** START **

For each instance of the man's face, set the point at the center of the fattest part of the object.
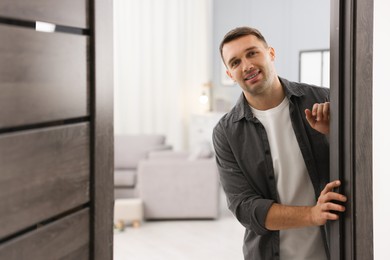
(249, 62)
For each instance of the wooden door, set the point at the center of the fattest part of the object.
(56, 143)
(351, 126)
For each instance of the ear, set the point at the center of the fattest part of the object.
(230, 75)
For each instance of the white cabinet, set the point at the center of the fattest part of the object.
(201, 128)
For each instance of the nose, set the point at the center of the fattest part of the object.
(247, 65)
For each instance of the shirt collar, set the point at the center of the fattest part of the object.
(242, 109)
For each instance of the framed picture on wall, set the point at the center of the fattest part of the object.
(314, 67)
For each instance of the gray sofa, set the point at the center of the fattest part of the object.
(179, 185)
(128, 151)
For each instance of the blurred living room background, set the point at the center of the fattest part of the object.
(170, 89)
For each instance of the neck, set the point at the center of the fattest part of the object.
(268, 99)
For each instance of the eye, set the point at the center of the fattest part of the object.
(252, 53)
(234, 63)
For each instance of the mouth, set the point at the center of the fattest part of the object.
(251, 75)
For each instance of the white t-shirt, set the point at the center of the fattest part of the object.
(293, 182)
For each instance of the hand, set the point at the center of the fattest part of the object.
(321, 213)
(319, 116)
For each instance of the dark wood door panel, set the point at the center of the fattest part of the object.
(66, 238)
(44, 173)
(70, 12)
(43, 76)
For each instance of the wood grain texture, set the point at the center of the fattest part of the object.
(43, 76)
(336, 119)
(103, 187)
(66, 238)
(43, 173)
(70, 13)
(363, 131)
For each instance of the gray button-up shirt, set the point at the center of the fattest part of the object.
(246, 168)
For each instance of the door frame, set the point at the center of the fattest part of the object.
(351, 45)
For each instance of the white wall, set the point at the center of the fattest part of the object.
(381, 130)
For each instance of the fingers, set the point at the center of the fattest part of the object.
(330, 186)
(310, 118)
(320, 111)
(327, 204)
(332, 196)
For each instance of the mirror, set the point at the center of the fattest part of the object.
(167, 58)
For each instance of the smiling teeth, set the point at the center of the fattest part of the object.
(252, 76)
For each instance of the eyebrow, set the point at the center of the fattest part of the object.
(246, 50)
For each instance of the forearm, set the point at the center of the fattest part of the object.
(280, 217)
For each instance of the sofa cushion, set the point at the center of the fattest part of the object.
(202, 151)
(130, 149)
(125, 178)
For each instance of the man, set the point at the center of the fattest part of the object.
(273, 155)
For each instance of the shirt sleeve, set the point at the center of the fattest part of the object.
(248, 205)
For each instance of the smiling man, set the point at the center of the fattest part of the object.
(273, 155)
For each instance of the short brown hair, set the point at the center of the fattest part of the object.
(240, 32)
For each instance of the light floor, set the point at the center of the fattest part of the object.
(219, 239)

** END **

**Exercise instructions**
Omit the images and transcribe all of the records above word for word.

**Task solution**
For each instance of the man's face, set the point at the center of the fattest part of the object.
(249, 62)
For each instance of the wooden door, set the point at the center of the fattest part of the object.
(56, 143)
(351, 126)
For each instance of the ear, set the point at the center of the fattest part of the object.
(230, 75)
For each instance of the white cabinet, set the point at the center of the fattest part of the object.
(201, 128)
For each instance of the nose, set the point at the center of the fattest part of the object.
(247, 65)
For each instance of the shirt collar, set the point at the center of the fattest part of the object.
(242, 109)
For each instance of the framed picture on wall, set the point at the center of the fattest part of the object.
(314, 67)
For each instance of the gray sofa, set the point at the center of the fattest part of the object.
(179, 185)
(128, 151)
For each instance of the blurred living room background, set the point at the center of the fattest part of the object.
(170, 89)
For each instance of the neck, set the point at the center of the fattest part of the object.
(268, 99)
For each instance of the eye, set the point at the center of the fattest part of the object.
(252, 53)
(234, 63)
For each instance of the mouth, set the point at the center of the fattest part of the object.
(251, 75)
For each instance of the white t-shirt, set the point at the center of the fattest part of the object.
(293, 182)
For each instance of the hand, set the point at the center of the fattest part of the object.
(321, 213)
(319, 116)
For each instance of the dark wood door panel, set the point at the center of the fattest part of the object.
(66, 238)
(44, 173)
(70, 12)
(43, 76)
For each instance of the wood grain texture, set the point at the center of the fattest part of the object.
(43, 76)
(336, 119)
(103, 187)
(66, 238)
(43, 173)
(70, 13)
(363, 131)
For each instance of the gray button-up shirt, set the point at the center of the fattest part of the object.
(246, 168)
For each instance of the door frame, set the point at the center of the fattest part of the object.
(351, 45)
For each instance of the white wall, set the point at the center of the fattest part of the object.
(381, 130)
For each instance of the fingers, set the point at the center of the fattest part of the object.
(330, 186)
(310, 118)
(320, 111)
(327, 204)
(332, 196)
For each instance of the mirror, set the point at the center of the fattest part of the object.
(167, 58)
For each instance of the smiling teeth, set the point at the center of the fattest part of the object.
(252, 76)
For each instance of the eyebrow, set the point at the center of the fattest part of the object.
(246, 50)
For each instance of the forearm, set the point at the center of the fattest part of the object.
(280, 217)
For each instance of the sofa cushion, set the point at the center of the fattest part of the object.
(202, 151)
(130, 149)
(125, 178)
For each instance of the man, set the point at the center of the fattest part of the object.
(273, 155)
For each instance of the shirt sleeve, set the point at the center of the fattest part of the object.
(248, 205)
For each instance of the smiling man, set the point at the center of the fattest part of the object.
(273, 155)
For each instance of the short brown hair, set the point at the center of the fattest part of the object.
(240, 32)
For each instance of the light floor, set the point at the center of the fattest part of the object.
(219, 239)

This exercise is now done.